- **GOAL**: Repeat verbatim every line of the material, beginning at the line that holds "the outdoor table." and ending at its last line.

Raw records
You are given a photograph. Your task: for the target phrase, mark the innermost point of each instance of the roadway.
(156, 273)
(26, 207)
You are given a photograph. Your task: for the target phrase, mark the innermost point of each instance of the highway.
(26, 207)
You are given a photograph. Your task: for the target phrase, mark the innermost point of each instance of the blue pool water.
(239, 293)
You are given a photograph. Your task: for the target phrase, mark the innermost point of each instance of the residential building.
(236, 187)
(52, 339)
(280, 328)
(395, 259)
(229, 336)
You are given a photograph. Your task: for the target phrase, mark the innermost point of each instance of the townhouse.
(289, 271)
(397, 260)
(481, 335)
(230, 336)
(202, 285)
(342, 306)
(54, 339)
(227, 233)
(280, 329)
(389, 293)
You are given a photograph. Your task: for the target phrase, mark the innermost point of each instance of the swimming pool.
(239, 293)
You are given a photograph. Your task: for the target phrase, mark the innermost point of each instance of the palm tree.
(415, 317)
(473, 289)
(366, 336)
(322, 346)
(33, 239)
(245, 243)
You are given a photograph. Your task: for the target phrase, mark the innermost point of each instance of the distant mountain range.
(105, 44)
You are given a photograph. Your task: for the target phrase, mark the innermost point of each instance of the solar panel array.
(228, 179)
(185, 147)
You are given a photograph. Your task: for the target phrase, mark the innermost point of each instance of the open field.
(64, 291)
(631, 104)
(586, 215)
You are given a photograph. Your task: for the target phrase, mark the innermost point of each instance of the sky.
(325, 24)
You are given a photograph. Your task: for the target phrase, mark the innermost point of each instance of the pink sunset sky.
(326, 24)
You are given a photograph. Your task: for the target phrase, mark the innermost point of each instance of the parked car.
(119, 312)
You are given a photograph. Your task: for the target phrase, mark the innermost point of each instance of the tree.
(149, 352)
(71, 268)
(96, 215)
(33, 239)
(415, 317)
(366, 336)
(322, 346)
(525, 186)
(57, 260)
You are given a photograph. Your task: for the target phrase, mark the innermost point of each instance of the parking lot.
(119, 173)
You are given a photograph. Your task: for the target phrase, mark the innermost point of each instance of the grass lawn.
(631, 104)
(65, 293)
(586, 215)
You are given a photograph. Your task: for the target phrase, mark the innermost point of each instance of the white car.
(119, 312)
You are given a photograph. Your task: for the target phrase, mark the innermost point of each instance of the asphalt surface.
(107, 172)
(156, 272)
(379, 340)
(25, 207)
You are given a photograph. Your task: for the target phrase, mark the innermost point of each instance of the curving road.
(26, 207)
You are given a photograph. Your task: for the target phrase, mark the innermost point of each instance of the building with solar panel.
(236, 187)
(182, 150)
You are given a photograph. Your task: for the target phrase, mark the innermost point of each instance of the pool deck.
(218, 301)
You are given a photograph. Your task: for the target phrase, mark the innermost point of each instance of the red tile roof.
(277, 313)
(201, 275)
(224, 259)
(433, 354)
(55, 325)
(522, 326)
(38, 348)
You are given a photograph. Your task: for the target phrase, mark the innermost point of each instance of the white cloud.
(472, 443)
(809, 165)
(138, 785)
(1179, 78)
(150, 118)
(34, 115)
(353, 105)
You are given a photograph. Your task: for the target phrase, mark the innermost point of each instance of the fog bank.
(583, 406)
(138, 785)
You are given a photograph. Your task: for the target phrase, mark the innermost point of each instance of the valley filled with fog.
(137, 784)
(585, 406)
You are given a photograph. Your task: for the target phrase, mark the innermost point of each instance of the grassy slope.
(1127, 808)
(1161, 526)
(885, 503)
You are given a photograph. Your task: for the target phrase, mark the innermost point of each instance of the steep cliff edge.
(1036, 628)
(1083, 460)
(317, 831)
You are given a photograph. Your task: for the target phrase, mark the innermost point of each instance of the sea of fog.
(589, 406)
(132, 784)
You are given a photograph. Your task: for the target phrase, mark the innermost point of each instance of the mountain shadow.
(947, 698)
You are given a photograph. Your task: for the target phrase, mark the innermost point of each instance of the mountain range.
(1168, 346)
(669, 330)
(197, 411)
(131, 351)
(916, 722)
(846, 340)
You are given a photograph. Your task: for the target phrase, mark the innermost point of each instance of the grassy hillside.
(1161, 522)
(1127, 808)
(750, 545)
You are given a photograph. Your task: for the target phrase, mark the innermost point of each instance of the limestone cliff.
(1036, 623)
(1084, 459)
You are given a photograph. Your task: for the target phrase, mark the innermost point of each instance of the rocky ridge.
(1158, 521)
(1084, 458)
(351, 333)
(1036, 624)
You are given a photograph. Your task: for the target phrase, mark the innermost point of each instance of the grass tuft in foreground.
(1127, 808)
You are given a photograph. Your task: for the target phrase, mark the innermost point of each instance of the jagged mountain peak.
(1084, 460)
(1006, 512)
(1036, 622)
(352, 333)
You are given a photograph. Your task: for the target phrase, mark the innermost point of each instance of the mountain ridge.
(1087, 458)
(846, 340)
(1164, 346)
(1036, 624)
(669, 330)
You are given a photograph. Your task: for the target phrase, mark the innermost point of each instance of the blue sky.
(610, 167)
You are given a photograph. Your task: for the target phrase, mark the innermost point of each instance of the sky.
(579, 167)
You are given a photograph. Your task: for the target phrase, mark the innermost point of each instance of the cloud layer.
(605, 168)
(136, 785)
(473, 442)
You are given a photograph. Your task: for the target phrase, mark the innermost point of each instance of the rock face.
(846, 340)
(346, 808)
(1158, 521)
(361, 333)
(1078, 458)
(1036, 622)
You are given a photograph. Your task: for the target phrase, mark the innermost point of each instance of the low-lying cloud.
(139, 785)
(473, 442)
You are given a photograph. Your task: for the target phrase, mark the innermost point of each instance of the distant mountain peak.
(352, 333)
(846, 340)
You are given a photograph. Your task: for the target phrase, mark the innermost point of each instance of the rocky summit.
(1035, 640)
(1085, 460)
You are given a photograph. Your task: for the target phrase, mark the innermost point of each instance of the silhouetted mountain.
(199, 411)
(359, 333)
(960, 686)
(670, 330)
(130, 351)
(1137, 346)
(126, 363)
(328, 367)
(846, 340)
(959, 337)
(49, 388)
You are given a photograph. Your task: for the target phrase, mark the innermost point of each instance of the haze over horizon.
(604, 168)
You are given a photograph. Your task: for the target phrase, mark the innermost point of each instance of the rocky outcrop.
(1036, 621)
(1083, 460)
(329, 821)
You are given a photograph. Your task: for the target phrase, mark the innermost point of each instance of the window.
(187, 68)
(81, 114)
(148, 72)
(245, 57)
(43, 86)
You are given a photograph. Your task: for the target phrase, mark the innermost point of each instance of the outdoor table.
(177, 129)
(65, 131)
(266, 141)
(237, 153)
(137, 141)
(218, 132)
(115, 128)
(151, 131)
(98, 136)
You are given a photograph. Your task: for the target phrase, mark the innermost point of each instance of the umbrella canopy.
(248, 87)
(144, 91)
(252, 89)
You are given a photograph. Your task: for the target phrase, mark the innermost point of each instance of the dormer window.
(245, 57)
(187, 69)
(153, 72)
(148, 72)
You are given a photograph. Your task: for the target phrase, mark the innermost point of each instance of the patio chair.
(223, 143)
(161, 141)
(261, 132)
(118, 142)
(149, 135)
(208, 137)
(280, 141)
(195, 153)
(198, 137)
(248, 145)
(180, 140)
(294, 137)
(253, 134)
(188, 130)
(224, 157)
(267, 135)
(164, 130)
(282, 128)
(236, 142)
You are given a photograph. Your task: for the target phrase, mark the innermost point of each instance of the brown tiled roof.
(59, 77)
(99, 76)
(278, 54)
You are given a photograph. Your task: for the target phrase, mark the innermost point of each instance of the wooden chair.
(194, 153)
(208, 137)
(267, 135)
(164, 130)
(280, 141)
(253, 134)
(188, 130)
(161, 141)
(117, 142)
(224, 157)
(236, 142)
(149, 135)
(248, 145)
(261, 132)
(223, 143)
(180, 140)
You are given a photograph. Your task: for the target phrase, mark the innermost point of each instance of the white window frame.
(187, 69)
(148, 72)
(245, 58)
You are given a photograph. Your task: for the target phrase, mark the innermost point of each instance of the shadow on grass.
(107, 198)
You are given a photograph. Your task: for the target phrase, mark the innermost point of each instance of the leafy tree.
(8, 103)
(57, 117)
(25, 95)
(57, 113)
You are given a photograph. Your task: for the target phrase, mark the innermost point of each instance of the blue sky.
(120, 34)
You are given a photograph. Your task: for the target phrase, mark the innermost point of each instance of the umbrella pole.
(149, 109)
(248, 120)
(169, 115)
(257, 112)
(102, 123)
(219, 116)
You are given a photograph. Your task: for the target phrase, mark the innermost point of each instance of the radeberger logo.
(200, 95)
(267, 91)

- **RESULT OF THIS TASK**:
You are given a photograph. Your task: for the target phrase, mark the innermost point of each instance of the outdoor table.
(177, 129)
(65, 131)
(266, 141)
(237, 153)
(137, 141)
(218, 132)
(115, 128)
(151, 131)
(98, 136)
You are given a photograph. Your task: for the target phrase, mark the innermost point of each instance of the umbrella canopy.
(248, 87)
(144, 91)
(252, 89)
You are given a photograph. Your task: for the target phrase, mark the innermost point of each instance of the dormer window.
(245, 57)
(187, 69)
(153, 72)
(148, 72)
You are given a photograph. Your task: for the target phrase, mark the innermost point of each instance of the patio chair.
(223, 143)
(161, 141)
(261, 132)
(118, 142)
(149, 135)
(208, 137)
(280, 141)
(195, 153)
(198, 137)
(248, 145)
(180, 140)
(294, 137)
(253, 134)
(188, 130)
(224, 157)
(267, 135)
(164, 130)
(282, 128)
(236, 142)
You are given a photograph. Your task: for the target phrase, mark the innermost point of each instance of the brown tiled roof.
(59, 77)
(99, 76)
(278, 54)
You are given a photograph. Your task: for the target phrase, mark the innermost point of each instance of the wooden chair.
(194, 153)
(208, 137)
(267, 135)
(164, 130)
(280, 141)
(253, 134)
(188, 130)
(161, 141)
(117, 142)
(224, 157)
(236, 142)
(149, 135)
(248, 145)
(261, 132)
(223, 143)
(180, 140)
You are given a photograph. Your task: for the target phrase, mark the innermost point of each instance of the white window frame.
(187, 69)
(148, 72)
(245, 58)
You are given a photograph. Your task: for the target phrase, mark the innermost point of each instance of the shadow on grass.
(107, 198)
You are given a photograph. Your task: for the target phrase, mark the innermost point of each instance of the leafy tree.
(8, 103)
(57, 117)
(25, 95)
(57, 113)
You are given a photograph. Your task: for the target phrase, mark the innermost point of each instance of the blue sky.
(120, 34)
You are given a photograph. Your task: for the target phrase, mark the innermost point of each instance of the umbrella pole.
(149, 109)
(248, 120)
(169, 115)
(257, 112)
(102, 123)
(219, 116)
You are given a photograph. Your task: for the target phrase, mark the innermost point of each instance of the radeberger logo.
(200, 95)
(267, 91)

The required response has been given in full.